▶ _Goal_: Beneath this sentence is a set of records; write each of them out exactly.

▶ _Source records_:

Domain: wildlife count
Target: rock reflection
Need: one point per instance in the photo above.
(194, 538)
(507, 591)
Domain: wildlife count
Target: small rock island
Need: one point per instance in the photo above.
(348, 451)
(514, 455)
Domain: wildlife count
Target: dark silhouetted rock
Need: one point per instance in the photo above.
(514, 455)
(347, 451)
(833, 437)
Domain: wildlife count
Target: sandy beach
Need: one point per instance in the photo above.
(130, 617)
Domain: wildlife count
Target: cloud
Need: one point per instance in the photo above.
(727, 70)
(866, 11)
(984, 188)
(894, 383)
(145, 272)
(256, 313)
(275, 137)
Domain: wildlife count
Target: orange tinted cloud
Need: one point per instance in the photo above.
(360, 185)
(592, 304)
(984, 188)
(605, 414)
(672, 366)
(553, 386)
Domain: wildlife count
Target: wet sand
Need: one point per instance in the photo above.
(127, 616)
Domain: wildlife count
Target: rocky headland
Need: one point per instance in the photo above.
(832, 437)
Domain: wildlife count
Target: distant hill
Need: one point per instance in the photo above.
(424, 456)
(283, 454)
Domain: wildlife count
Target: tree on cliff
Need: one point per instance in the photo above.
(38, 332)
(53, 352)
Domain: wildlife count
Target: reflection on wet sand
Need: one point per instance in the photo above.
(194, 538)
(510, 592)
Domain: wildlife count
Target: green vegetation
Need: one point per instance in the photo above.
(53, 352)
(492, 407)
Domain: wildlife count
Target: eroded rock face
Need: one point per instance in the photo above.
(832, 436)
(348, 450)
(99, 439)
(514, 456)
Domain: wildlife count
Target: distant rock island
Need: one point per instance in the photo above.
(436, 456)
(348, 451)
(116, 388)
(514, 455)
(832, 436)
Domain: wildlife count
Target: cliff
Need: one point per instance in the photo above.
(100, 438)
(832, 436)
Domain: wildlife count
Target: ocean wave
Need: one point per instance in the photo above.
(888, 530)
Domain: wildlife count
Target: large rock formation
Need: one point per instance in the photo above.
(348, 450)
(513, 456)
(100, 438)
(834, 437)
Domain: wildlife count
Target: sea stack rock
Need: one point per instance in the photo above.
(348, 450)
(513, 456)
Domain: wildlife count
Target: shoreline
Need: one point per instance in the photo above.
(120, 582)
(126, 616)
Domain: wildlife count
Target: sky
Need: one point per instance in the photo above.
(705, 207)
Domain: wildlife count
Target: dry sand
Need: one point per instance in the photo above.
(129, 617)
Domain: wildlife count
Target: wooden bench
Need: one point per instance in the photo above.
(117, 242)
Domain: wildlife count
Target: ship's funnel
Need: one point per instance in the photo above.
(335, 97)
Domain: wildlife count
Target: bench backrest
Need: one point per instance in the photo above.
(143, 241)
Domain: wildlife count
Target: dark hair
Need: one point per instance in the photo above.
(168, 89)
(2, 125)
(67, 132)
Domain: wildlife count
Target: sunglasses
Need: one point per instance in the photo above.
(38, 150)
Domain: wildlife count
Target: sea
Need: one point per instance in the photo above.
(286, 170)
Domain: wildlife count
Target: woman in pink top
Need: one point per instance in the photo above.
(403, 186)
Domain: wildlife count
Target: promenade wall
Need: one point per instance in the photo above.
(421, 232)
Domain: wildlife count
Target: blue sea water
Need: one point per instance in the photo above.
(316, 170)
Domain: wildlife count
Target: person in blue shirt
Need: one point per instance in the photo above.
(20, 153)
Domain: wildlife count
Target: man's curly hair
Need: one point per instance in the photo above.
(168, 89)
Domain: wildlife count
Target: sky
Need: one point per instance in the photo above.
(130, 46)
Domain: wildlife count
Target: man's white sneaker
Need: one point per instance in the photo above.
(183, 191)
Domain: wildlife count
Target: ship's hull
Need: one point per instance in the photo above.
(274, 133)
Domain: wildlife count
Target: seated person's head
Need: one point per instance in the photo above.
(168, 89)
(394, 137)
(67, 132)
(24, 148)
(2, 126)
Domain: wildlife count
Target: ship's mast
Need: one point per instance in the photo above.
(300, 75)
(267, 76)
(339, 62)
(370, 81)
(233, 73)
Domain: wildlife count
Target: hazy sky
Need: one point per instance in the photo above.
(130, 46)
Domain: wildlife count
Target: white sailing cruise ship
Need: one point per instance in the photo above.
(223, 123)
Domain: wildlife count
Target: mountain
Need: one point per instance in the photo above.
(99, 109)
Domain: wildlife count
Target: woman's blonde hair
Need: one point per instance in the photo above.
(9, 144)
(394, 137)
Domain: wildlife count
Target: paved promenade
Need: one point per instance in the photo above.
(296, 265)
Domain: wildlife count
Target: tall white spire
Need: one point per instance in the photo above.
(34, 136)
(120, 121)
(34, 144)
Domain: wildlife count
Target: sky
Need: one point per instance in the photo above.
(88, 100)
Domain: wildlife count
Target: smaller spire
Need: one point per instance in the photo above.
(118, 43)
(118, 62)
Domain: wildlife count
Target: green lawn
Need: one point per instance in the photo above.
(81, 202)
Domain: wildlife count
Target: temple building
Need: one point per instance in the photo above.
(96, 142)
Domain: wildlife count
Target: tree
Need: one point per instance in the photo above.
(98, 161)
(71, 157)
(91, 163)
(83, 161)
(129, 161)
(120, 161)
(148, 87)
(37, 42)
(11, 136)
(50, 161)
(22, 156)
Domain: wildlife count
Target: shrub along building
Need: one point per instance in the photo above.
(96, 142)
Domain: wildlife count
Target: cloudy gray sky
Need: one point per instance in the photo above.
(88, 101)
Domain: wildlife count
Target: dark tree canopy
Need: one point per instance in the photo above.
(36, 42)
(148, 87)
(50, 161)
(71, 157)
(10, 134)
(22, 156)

▶ _Correct response_:
Domain: wildlife count
Target: rock reflection
Need: one point per instance in the photo above.
(194, 538)
(507, 591)
Domain: wildlife count
Target: small rock island
Need: one point per instance in the photo above.
(348, 451)
(514, 455)
Domain: wildlife count
Target: dark silhouetted rock
Need: one point per instance in the photo above.
(514, 455)
(347, 451)
(833, 437)
Domain: wildlife count
Target: sandy beach
Need: one point per instance in the photo above.
(130, 617)
Domain: wildlife count
Target: cloud
Need: one point per instance in the photo above.
(727, 70)
(866, 11)
(984, 188)
(894, 383)
(145, 272)
(256, 313)
(275, 137)
Domain: wildlife count
Target: orange tinted cloud
Need: one point per instance in the photo above.
(360, 185)
(592, 304)
(984, 188)
(605, 414)
(672, 366)
(553, 386)
Domain: wildlife count
Target: wet sand
Need: one point per instance in the photo above.
(127, 616)
Domain: wildlife count
Target: rocky headland
Need: one point per instance in the photo above.
(832, 437)
Domain: wildlife count
Target: distant hill
Need: one point per instance in the photo above.
(424, 456)
(283, 454)
Domain: wildlife count
Target: tree on cliff
Need: one point per instance in the photo above.
(38, 332)
(53, 352)
Domain: wildlife count
Target: reflection on wet sand
Need: one point per instance in the photo above.
(194, 538)
(510, 592)
Domain: wildlife count
Target: green vegetation
Need: one point per instance in the photo above.
(53, 352)
(492, 407)
Domain: wildlife count
Target: eroded rock face
Need: one point per instance in the photo above.
(832, 436)
(348, 450)
(99, 439)
(514, 456)
Domain: wildlife count
Target: distant rock island
Need: one point per instance in the photo above.
(436, 456)
(348, 451)
(116, 388)
(514, 455)
(832, 436)
Domain: wildlife count
Target: cliff
Need: one point per instance in the photo above.
(100, 438)
(832, 436)
Domain: wildlife count
Target: ocean wave
Need: one point per instance in the photo above.
(888, 530)
Domain: wildlife count
Target: large rock formation
Need: one point per instance in the photo above.
(348, 450)
(513, 456)
(100, 438)
(834, 437)
Domain: wildlife count
Target: sea stack rock
Need: one point per instance in the photo above.
(348, 450)
(513, 456)
Domain: wildlife count
Target: shoreline
Need: one point per instance in the photo above.
(120, 582)
(126, 616)
Domain: wildlife count
Target: sky
Need: one point per instance in the photo above.
(705, 207)
Domain: wildlife count
Target: dry sand
Need: one point per instance in the photo above.
(129, 617)
Domain: wildlife count
Target: wooden bench
Need: one point per instance in the photo above.
(117, 242)
Domain: wildlife count
Target: ship's funnel
Need: one point per instance in the photo above.
(335, 97)
Domain: wildlife count
Target: bench backrest
Need: one point per instance in the photo above.
(143, 241)
Domain: wildlife count
Target: dark hair
Need: one point per instance in the photo above.
(168, 89)
(2, 125)
(67, 132)
Domain: wildlife count
Target: sunglasses
Need: one point per instance in the photo above.
(38, 150)
Domain: wildlife count
Target: sea
Need: one point per instance in the photo above.
(286, 170)
Domain: wildlife count
Target: woman in pink top
Need: one point per instance in the photo above.
(403, 186)
Domain: wildlife count
Target: promenade wall
Need: one point per instance in the photo above.
(421, 232)
Domain: wildlife count
Target: blue sea water
Need: one point per instance in the photo above.
(316, 170)
Domain: wildlife count
Target: person in blue shirt
Need: one point per instance in the photo above.
(20, 153)
Domain: wildlife count
Target: man's curly hair
Need: one point per instance in the photo above.
(168, 89)
Domain: wildlife count
Target: sky
Need: one point per instance in the photo above.
(130, 46)
Domain: wildlife count
Target: man's white sneaker
Need: one point per instance in the photo above.
(183, 191)
Domain: wildlife count
Target: ship's hull
Need: one point per instance in the photo above.
(274, 133)
Domain: wildlife count
Target: seated person's head
Need: one point per instance in the photo above.
(168, 89)
(394, 137)
(67, 132)
(24, 148)
(2, 126)
Domain: wildlife count
Target: ship's mast
Need: one point per instance in the photo above.
(300, 75)
(267, 76)
(339, 62)
(370, 81)
(233, 73)
Domain: wildlife count
Target: hazy sky
Need: one point per instance in the photo above.
(130, 46)
Domain: wildlife count
Target: white sailing cruise ship
Need: one point per instance in the photo above.
(223, 123)
Domain: wildlife count
Target: mountain
Need: one point per instance in the photo above.
(99, 109)
Domain: wildlife count
Target: woman's blonde hair
Need: one point per instance in the photo above.
(9, 144)
(394, 137)
Domain: wildlife count
Target: paved promenade
Need: one point per instance in the photo above.
(296, 265)
Domain: wildlife count
Target: tall white spire
Need: one point per instance in the photo above.
(34, 136)
(120, 121)
(34, 144)
Domain: wildlife count
Target: sky
Need: one point per instance in the photo above.
(88, 100)
Domain: wildlife count
Target: smaller spire
Need: one point per instance in the photo above.
(118, 43)
(118, 62)
Domain: wildlife count
Target: green lawn
Need: one point per instance in the photo above.
(81, 202)
Domain: wildlife count
Target: temple building
Need: one point per instance in the photo above.
(96, 142)
Domain: wildlife count
Target: tree
Need: one point per instance in the photo above.
(98, 161)
(71, 157)
(91, 163)
(83, 161)
(129, 161)
(120, 161)
(148, 87)
(37, 42)
(11, 136)
(50, 161)
(22, 156)
Domain: wildlife count
Target: shrub along building
Need: one point per instance in the photo above.
(96, 142)
Domain: wildlife count
Target: cloudy gray sky
Need: one point per instance in the photo above.
(88, 101)
Domain: wildlife count
Target: dark tree canopy
Need: one point per instance in the photo above.
(36, 42)
(148, 87)
(50, 161)
(71, 157)
(10, 134)
(22, 156)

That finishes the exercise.